▸ Text shown
▶

A. Paul's Command to Servants/Employees

"Bondservants, obey in all things your masters according to the flesh, not with eyeservice, as men-pleasers, but in sincerity of heart, fearing God. 23 And whatever you do, do it heartily, as to the Lord and not to men,"

How are we, as Christians, to work in the workplace? By obeying our masters/employers! How do we do so? As with a wife's submission unto her husband, we do it unto our Lord! Not to please man! But to please our Lord! With a heart of sincerity, fearing God (i.e., with all your heart; holding God and His will in high regard with pure motives).

This is a tough calling! For there is no distinction between pleasant or unpleasant duties. No exceptions for mundane, trivial, menial tasks. Instead, everything must be done energetically from the heart (i.e., putting our whole inner man into our work efforts)! Whether the boss is in the office or not!

Why should servants/employees "obey their masters/employers, not with eyeservice, but with a heart fearing God?" Because, "knowing that from the Lord you will receive the reward of the inheritance; for you serve the Lord Christ. 25 But he who does wrong will be repaid for what he has done, and there is no partiality."

◀

[Items listed in a dataset]
▶

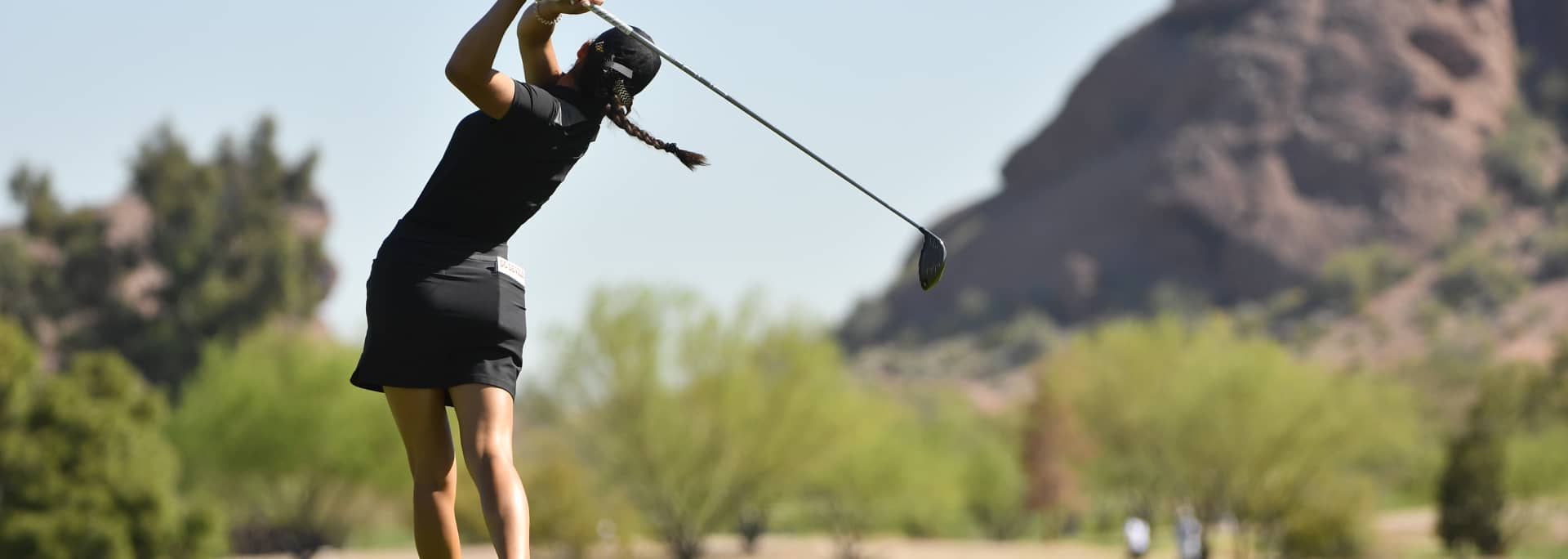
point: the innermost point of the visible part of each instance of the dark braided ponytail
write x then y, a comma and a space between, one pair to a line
613, 73
618, 110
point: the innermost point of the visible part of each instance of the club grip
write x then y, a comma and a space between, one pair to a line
613, 20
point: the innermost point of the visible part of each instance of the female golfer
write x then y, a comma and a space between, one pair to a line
446, 308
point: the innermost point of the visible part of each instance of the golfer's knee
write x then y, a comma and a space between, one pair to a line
487, 454
434, 476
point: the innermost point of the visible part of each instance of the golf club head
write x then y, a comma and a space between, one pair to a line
933, 259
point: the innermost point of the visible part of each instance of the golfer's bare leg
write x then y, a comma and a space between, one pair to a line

◀

▸ Exercise tasks
(a) Reproduce the commentary on Paul's command to servants from "This is a tough" to "office or not!".
(b) How would you sum up the commentary on Paul's command to servants in two sentences?
The listing is separate material, not part of the commentary.

▸ Solutions by task
(a)
This is a tough calling! For there is no distinction between pleasant or unpleasant duties. No exceptions for mundane, trivial, menial tasks. Instead, everything must be done energetically from the heart (i.e., putting our whole inner man into our work efforts)! Whether the boss is in the office or not!

(b) Christians are to work by obeying their employers in sincerity of heart and fearing God, doing every task heartily as to the Lord rather than to please men, whether the boss is in the office or not. They do so knowing that they will receive the reward of the inheritance from the Lord Christ whom they serve, while whoever does wrong will be repaid without partiality.